▶ AIM
Rewrite the listing below as a numbered list, leaving out the blank lines.

▶ AVAILABLE DATA
▼

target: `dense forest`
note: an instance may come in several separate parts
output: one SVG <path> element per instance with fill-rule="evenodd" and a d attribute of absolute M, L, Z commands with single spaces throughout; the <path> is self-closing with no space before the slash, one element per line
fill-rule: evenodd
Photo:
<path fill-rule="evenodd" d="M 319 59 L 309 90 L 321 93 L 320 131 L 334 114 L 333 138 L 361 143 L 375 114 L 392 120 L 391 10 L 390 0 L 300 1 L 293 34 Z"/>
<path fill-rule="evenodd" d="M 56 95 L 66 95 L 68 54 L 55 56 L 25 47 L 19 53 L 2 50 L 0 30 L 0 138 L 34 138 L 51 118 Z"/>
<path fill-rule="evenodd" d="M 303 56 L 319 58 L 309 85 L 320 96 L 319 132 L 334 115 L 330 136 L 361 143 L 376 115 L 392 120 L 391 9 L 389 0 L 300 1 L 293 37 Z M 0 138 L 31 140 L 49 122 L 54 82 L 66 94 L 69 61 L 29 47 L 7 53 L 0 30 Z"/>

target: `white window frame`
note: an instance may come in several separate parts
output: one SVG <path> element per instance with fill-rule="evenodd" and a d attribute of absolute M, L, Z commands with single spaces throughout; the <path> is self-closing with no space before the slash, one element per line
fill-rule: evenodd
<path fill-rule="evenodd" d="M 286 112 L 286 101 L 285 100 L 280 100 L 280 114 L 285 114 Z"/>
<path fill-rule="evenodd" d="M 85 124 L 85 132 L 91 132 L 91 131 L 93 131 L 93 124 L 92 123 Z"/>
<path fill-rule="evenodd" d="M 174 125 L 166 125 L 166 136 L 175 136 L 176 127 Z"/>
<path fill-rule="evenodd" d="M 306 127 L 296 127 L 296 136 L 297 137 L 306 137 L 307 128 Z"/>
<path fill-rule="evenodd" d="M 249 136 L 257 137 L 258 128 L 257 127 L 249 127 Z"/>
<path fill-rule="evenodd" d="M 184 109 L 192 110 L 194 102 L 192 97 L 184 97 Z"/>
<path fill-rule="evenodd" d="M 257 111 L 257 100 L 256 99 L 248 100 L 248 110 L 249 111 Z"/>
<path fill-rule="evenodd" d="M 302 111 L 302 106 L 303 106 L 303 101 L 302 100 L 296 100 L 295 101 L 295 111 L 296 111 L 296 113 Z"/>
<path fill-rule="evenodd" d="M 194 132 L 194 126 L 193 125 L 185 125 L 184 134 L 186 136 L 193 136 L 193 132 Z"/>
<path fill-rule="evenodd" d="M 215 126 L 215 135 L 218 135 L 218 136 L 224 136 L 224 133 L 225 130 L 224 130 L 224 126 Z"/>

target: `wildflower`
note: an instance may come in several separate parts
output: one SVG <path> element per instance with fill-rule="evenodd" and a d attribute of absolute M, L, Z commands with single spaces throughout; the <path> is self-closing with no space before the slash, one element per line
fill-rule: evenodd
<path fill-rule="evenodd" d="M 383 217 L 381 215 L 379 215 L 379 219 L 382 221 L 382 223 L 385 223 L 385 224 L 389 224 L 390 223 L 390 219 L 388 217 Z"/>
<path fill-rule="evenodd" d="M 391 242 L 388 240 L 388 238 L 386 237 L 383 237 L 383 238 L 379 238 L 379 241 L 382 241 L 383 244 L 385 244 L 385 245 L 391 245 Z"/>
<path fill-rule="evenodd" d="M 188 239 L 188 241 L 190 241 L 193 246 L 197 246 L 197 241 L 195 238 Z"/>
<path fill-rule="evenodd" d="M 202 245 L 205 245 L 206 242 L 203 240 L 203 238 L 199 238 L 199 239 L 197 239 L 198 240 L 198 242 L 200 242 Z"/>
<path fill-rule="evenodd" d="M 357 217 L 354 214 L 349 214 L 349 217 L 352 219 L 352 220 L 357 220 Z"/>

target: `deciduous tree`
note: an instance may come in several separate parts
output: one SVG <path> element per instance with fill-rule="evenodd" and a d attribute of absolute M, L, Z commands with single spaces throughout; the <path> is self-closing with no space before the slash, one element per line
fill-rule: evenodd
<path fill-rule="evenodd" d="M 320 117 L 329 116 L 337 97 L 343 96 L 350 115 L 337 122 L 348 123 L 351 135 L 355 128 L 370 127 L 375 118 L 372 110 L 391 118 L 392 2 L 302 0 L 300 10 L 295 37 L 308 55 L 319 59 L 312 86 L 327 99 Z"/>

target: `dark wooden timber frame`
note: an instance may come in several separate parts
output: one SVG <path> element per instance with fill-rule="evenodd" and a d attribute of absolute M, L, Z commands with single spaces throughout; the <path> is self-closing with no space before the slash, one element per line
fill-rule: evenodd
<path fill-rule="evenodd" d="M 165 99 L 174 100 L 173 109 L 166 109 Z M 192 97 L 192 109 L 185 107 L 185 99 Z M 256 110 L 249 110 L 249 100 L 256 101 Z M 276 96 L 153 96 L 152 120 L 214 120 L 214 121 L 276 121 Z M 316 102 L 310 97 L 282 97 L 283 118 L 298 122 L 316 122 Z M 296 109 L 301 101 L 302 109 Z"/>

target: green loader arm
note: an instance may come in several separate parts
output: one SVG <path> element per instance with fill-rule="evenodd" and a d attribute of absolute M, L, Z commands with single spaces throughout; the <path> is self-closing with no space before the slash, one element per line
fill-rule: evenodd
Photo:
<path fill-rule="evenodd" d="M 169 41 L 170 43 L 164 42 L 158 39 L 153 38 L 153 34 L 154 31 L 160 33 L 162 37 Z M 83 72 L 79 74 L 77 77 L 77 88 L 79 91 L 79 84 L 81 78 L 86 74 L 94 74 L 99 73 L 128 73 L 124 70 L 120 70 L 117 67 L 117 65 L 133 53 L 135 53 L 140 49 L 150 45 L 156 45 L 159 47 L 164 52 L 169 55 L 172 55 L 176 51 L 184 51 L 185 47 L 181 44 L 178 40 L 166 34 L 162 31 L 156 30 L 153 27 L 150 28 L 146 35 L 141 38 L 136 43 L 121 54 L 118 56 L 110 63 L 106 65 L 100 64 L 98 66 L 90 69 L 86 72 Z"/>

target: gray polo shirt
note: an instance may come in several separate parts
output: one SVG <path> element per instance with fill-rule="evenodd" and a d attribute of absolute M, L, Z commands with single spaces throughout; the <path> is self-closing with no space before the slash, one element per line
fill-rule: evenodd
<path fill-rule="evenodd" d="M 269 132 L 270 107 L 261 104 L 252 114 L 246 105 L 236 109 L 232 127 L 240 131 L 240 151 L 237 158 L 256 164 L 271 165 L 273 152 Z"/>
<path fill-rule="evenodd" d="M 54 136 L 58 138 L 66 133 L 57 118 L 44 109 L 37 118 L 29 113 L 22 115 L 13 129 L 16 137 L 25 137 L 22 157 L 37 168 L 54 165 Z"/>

▲

▶ SOLVED EXERCISE
1. target: `dense forest`
2. note: an instance may come in several separate parts
3. output: one SVG <path> element per instance with fill-rule="evenodd" and a d attribute of absolute M, L, Z commands with single spaces throughout; the <path> is self-closing with no space before the slash, one element per line
4. fill-rule: evenodd
5. Photo:
6. <path fill-rule="evenodd" d="M 319 59 L 309 90 L 321 93 L 320 131 L 334 114 L 333 138 L 361 143 L 375 114 L 392 120 L 391 10 L 390 0 L 300 1 L 293 34 Z"/>
7. <path fill-rule="evenodd" d="M 56 95 L 66 95 L 68 54 L 55 56 L 25 47 L 19 53 L 2 50 L 0 30 L 0 138 L 34 138 L 51 118 Z"/>
8. <path fill-rule="evenodd" d="M 303 56 L 319 58 L 309 85 L 320 96 L 319 132 L 334 115 L 330 136 L 361 143 L 376 115 L 392 120 L 391 9 L 389 0 L 300 1 L 293 37 Z M 0 138 L 31 140 L 49 122 L 54 82 L 66 94 L 69 61 L 29 47 L 7 53 L 0 30 Z"/>
9. target: `white window frame`
10. note: an instance may come in several separate parts
11. output: one SVG <path> element per instance with fill-rule="evenodd" and a d attribute of absolute M, L, Z commands with single spaces throughout; the <path> is self-closing with no space before the slash, one element per line
12. fill-rule: evenodd
13. <path fill-rule="evenodd" d="M 286 112 L 286 101 L 285 100 L 280 100 L 280 114 L 285 114 Z"/>
14. <path fill-rule="evenodd" d="M 85 124 L 85 132 L 91 132 L 91 131 L 93 131 L 93 124 L 92 123 Z"/>
15. <path fill-rule="evenodd" d="M 174 125 L 166 125 L 166 136 L 175 136 L 176 127 Z"/>
16. <path fill-rule="evenodd" d="M 306 127 L 296 127 L 296 136 L 297 137 L 306 137 L 307 128 Z"/>
17. <path fill-rule="evenodd" d="M 249 136 L 257 137 L 258 128 L 257 127 L 249 127 Z"/>
18. <path fill-rule="evenodd" d="M 184 109 L 192 110 L 194 102 L 192 97 L 184 97 Z"/>
19. <path fill-rule="evenodd" d="M 257 111 L 257 100 L 256 99 L 248 100 L 248 110 L 249 111 Z"/>
20. <path fill-rule="evenodd" d="M 302 111 L 302 106 L 303 106 L 303 101 L 302 100 L 296 100 L 295 101 L 295 111 L 296 111 L 296 113 Z"/>
21. <path fill-rule="evenodd" d="M 194 132 L 194 126 L 193 125 L 185 125 L 184 134 L 186 136 L 193 136 L 193 132 Z"/>
22. <path fill-rule="evenodd" d="M 215 126 L 215 135 L 218 135 L 218 136 L 224 136 L 224 133 L 225 130 L 224 130 L 224 126 Z"/>
23. target: `wildflower`
24. note: an instance may come in several separate parts
25. output: one SVG <path> element per instance with fill-rule="evenodd" and a d attribute of absolute M, L, Z commands with single spaces throughout; the <path> is self-closing with no space before the slash, one element per line
26. fill-rule: evenodd
27. <path fill-rule="evenodd" d="M 383 217 L 381 215 L 379 215 L 379 219 L 382 221 L 382 223 L 385 223 L 385 224 L 389 224 L 390 223 L 390 219 L 388 217 Z"/>
28. <path fill-rule="evenodd" d="M 391 242 L 388 240 L 388 238 L 386 237 L 383 237 L 383 238 L 379 238 L 379 241 L 382 241 L 383 244 L 385 244 L 385 245 L 391 245 Z"/>
29. <path fill-rule="evenodd" d="M 188 239 L 188 241 L 190 241 L 193 246 L 197 246 L 197 241 L 195 238 Z"/>
30. <path fill-rule="evenodd" d="M 202 245 L 205 245 L 206 242 L 203 240 L 203 238 L 199 238 L 199 239 L 197 239 L 198 240 L 198 242 L 200 242 Z"/>
31. <path fill-rule="evenodd" d="M 357 217 L 354 214 L 349 214 L 349 217 L 352 219 L 352 220 L 357 220 Z"/>
32. target: `deciduous tree`
33. note: an instance may come in several separate parts
34. output: one SVG <path> element per instance with fill-rule="evenodd" and a d attribute of absolute M, L, Z commands with single spaces throughout; the <path> is self-closing with no space before the slash, one element per line
35. fill-rule: evenodd
36. <path fill-rule="evenodd" d="M 320 117 L 329 116 L 337 97 L 343 96 L 350 115 L 337 122 L 348 123 L 351 135 L 355 128 L 370 127 L 375 118 L 372 110 L 391 118 L 392 2 L 302 0 L 300 10 L 295 37 L 308 55 L 319 59 L 312 86 L 327 99 Z"/>
37. target: `dark wooden timber frame`
38. note: an instance may come in several separate parts
39. output: one SVG <path> element per instance with fill-rule="evenodd" and a d attribute of absolute M, L, Z commands with single spaces throughout; the <path> is self-closing with no space before the slash, one element per line
40. fill-rule: evenodd
41. <path fill-rule="evenodd" d="M 165 99 L 174 100 L 173 109 L 166 109 Z M 192 97 L 192 109 L 185 107 L 185 99 Z M 256 110 L 249 110 L 249 100 L 256 101 Z M 276 96 L 153 96 L 152 120 L 214 120 L 214 121 L 276 121 Z M 316 102 L 310 97 L 282 97 L 283 118 L 298 122 L 316 122 Z M 296 109 L 301 101 L 302 109 Z"/>
42. target: green loader arm
43. note: an instance may come in several separate parts
44. output: one SVG <path> element per instance with fill-rule="evenodd" and a d attribute of absolute M, L, Z commands with single spaces throughout; the <path> is self-closing with no space before the slash, one element per line
45. fill-rule: evenodd
46. Photo:
47. <path fill-rule="evenodd" d="M 169 41 L 170 43 L 164 42 L 158 39 L 153 38 L 153 34 L 154 31 L 160 33 L 162 37 Z M 83 72 L 79 74 L 77 77 L 77 88 L 79 91 L 79 84 L 81 78 L 86 74 L 94 74 L 99 73 L 128 73 L 124 70 L 120 70 L 117 67 L 117 65 L 133 53 L 135 53 L 140 49 L 150 45 L 156 45 L 159 47 L 164 52 L 169 55 L 172 55 L 176 51 L 184 51 L 185 47 L 181 44 L 178 40 L 166 34 L 162 31 L 156 30 L 153 27 L 150 28 L 146 35 L 141 38 L 136 43 L 121 54 L 118 56 L 110 63 L 106 65 L 100 64 L 98 66 L 90 69 L 86 72 Z"/>
48. target: gray polo shirt
49. note: an instance may come in several separate parts
50. output: one SVG <path> element per instance with fill-rule="evenodd" and a d attribute of absolute M, L, Z commands with single spaces throughout; the <path> is self-closing with no space before the slash, one element per line
51. fill-rule: evenodd
52. <path fill-rule="evenodd" d="M 269 132 L 270 107 L 261 104 L 252 114 L 246 105 L 236 109 L 232 127 L 240 131 L 240 151 L 237 158 L 256 164 L 271 165 L 273 152 Z"/>
53. <path fill-rule="evenodd" d="M 54 136 L 58 138 L 66 133 L 57 118 L 44 109 L 37 118 L 29 113 L 22 115 L 13 129 L 16 137 L 25 137 L 22 157 L 37 168 L 54 165 Z"/>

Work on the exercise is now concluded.